Reproduce every one of the records below line for line, changing no character.

─── Listed entries ───

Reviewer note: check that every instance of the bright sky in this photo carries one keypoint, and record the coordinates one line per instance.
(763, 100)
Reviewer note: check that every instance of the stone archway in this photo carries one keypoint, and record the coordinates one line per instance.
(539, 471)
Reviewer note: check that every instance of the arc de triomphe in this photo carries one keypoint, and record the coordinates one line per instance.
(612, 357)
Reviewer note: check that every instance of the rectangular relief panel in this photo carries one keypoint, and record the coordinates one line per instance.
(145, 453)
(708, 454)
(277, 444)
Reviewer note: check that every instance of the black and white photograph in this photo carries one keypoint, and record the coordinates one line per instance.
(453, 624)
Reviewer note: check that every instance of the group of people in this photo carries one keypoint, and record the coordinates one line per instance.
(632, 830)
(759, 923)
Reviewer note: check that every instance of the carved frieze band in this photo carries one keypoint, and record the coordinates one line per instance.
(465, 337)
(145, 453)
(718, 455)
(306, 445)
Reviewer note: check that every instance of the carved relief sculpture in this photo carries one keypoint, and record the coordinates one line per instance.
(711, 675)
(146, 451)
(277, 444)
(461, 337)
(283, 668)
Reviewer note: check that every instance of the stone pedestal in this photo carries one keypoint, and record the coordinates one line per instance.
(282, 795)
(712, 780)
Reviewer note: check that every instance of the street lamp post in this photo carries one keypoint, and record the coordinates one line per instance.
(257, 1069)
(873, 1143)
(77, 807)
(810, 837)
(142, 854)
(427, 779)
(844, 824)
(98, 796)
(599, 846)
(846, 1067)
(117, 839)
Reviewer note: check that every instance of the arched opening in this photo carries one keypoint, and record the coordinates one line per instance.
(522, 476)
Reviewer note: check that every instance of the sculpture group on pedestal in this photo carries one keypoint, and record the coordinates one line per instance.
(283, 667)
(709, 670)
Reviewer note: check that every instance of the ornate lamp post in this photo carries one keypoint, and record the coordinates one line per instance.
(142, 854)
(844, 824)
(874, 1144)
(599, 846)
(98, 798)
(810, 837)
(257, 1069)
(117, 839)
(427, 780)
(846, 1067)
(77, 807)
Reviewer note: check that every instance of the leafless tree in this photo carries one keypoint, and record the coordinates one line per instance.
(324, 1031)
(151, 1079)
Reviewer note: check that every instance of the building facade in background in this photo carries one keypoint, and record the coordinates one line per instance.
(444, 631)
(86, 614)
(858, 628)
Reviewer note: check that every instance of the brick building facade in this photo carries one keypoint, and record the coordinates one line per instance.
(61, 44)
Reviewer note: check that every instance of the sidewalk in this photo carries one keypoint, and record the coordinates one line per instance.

───

■ **Exercise result**
Reviewer note: check that every instance of the bright sky in this photo carries one keypoint, and record the coordinates one line per instance.
(763, 100)
Reviewer note: check that every instance of the stone archway in this photo carries one keypoint, and record the coordinates one line per instance.
(539, 471)
Reviewer note: check that every instance of the arc de triomphe in this photo carries one keypoint, and record the coordinates one line per instance.
(612, 357)
Reviewer note: check that every instance of the rectangular relief panel in this photo carries one keypoint, and record the coordinates one line per instance.
(145, 453)
(708, 454)
(277, 444)
Reviewer note: check that every instance of the black and white photograph in this photo carries one keypoint, and record the coordinates one line per instance.
(453, 624)
Reviewer note: check that every instance of the group of people in this photo carries one keypoint, and record the coordinates one line per instance.
(632, 830)
(759, 923)
Reviewer note: check that every instance of the carved frieze band in this photo carries one keypoint, and record the coordinates one line per instance.
(465, 337)
(145, 453)
(718, 455)
(306, 445)
Reviewer note: check that every instance of the carved relief sculpture in this photo carries one keypoint, and record the coordinates one line per instance.
(711, 675)
(146, 451)
(277, 444)
(461, 337)
(283, 668)
Reviewer note: check that every instance of the stone pedestal in this photo carries one keypoint, and record the coordinates one line per instance.
(282, 795)
(712, 780)
Reviewer note: check that every instance of the street lamp post in this photo carries one keypoint, and record the coordinates one line per instance.
(257, 1069)
(873, 1143)
(77, 807)
(810, 837)
(142, 854)
(427, 779)
(844, 824)
(98, 796)
(599, 846)
(846, 1067)
(117, 839)
Reviewer note: check that every instance of the arched opening in this photo carries one keypoint, and record the coordinates one line per instance.
(522, 476)
Reviewer note: check that every instance of the sculpture group on pedestal in this photo carries one keypoint, and record the coordinates one line per instance.
(283, 667)
(709, 670)
Reviewer note: check that every instance of the ornate lamp post in this photo carries one keypoint, and record the coordinates one line per instance.
(142, 854)
(844, 824)
(874, 1144)
(599, 846)
(98, 798)
(810, 837)
(257, 1069)
(117, 839)
(427, 780)
(846, 1067)
(77, 807)
Reviewer note: check that every instance of the leafless tree in this photo carries one keypoint, and record the coordinates one line per instance.
(324, 1031)
(151, 1079)
Reviewer note: check that every instance of the building facade in background in this photo carries one keypoint, and record the coordinates one line per instance.
(444, 631)
(86, 614)
(858, 628)
Reviewer note: check that every instance of the brick building facade in this photo carries one keypoint, and record the coordinates one line per instance.
(61, 44)
Reviewer note: check that every instance of the sidewalk in this photo carries one keypoint, and record the coordinates one line per instance.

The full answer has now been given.